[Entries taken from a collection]
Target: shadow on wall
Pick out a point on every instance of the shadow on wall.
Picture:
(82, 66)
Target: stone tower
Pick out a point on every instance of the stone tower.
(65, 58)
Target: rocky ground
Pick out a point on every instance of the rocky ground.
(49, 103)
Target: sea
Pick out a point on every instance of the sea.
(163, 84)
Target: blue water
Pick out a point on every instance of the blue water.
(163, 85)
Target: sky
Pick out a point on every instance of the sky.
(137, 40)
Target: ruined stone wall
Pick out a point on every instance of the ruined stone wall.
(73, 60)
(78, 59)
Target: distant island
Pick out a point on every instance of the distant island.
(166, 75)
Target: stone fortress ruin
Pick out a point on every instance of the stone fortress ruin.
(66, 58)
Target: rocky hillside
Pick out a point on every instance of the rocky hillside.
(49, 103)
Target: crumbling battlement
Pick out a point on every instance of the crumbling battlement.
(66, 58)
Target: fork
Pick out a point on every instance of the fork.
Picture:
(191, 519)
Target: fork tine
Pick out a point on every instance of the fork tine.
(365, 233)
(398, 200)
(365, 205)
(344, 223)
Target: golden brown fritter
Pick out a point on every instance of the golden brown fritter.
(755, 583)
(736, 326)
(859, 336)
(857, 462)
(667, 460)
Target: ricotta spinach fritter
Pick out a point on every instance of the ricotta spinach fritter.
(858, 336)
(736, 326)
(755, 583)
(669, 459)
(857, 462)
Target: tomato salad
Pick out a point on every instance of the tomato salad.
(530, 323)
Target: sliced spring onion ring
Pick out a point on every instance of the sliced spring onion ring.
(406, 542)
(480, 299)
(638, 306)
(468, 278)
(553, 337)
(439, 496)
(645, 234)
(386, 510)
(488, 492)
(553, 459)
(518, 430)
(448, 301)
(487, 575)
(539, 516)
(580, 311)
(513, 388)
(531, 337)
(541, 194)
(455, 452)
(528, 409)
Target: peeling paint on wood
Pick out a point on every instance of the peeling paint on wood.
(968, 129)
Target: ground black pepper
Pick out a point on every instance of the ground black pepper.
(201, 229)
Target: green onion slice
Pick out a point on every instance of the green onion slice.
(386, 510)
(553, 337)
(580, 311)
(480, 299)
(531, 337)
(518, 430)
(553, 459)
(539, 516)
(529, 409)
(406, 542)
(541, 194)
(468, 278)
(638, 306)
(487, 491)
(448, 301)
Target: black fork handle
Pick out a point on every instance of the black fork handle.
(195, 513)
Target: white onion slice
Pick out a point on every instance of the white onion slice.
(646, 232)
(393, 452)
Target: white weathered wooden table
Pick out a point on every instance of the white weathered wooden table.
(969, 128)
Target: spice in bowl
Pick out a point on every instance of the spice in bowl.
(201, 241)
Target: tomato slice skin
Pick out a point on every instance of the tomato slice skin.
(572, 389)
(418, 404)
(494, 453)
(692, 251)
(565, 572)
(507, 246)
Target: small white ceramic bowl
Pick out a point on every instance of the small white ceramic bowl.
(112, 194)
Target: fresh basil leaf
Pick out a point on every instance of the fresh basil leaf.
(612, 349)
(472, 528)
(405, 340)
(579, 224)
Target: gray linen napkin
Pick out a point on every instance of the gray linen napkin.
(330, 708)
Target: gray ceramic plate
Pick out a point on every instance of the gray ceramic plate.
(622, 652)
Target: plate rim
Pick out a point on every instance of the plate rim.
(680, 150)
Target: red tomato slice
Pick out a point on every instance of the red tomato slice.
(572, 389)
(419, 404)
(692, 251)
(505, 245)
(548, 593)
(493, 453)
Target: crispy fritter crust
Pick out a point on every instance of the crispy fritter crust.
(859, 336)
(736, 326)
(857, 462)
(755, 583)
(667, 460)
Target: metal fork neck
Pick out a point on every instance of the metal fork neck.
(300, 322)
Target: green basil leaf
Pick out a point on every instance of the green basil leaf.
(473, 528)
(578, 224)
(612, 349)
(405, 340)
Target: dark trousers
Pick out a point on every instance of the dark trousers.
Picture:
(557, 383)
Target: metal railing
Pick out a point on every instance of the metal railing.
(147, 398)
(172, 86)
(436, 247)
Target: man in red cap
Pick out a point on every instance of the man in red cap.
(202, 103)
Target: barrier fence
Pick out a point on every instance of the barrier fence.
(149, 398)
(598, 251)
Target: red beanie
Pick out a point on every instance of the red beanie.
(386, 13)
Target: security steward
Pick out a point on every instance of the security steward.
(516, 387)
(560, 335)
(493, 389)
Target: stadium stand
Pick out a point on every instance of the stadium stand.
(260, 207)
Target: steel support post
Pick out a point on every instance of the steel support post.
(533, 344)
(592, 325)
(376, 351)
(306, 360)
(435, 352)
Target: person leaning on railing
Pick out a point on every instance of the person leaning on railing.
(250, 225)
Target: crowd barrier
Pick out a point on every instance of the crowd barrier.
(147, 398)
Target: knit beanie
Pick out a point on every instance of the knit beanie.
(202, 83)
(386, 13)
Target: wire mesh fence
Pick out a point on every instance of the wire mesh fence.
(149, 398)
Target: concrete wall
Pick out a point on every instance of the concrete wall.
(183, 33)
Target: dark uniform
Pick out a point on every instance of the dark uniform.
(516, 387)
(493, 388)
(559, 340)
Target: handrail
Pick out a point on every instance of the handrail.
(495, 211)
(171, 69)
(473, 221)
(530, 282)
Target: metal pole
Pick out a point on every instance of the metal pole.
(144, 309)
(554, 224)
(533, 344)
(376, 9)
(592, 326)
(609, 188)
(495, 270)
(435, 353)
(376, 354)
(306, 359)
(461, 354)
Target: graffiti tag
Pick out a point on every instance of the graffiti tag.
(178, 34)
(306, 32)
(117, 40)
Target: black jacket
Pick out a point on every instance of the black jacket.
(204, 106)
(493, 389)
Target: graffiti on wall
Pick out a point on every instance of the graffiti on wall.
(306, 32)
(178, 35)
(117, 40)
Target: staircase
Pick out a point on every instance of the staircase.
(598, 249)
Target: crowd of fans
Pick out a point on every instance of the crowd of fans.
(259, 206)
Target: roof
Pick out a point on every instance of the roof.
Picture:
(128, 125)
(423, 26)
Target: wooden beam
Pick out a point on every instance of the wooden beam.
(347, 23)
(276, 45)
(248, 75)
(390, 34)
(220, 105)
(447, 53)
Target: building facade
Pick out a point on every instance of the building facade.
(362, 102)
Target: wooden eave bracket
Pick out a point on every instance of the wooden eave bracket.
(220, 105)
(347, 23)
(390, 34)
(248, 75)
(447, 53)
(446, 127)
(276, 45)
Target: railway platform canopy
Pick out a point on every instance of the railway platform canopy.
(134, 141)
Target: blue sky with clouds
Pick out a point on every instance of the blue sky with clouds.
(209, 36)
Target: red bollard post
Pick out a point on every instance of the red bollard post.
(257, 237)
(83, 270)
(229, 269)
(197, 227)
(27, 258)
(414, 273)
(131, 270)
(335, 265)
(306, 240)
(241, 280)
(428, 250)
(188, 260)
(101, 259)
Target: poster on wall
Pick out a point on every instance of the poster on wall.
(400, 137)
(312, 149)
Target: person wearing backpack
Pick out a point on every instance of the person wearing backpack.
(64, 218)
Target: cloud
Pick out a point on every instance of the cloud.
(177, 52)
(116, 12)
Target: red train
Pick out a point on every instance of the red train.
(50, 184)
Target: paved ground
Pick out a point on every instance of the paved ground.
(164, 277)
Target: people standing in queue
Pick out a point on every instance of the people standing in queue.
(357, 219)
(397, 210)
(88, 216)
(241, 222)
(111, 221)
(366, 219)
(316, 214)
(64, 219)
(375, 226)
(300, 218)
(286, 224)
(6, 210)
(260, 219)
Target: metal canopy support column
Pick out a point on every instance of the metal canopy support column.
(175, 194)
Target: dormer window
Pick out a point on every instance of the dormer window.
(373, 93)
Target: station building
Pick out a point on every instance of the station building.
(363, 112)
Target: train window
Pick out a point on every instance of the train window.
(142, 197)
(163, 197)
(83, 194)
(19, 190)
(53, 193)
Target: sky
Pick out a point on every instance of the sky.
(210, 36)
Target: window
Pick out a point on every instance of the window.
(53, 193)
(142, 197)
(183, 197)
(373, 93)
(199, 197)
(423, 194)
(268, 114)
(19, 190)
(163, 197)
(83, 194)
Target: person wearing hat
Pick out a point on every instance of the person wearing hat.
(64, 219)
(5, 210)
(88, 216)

TASK DESCRIPTION
Write out every line from the entries where "shadow" appears.

TASK RESULT
Target: shadow on wall
Pick out a point on every instance of the shadow on wall.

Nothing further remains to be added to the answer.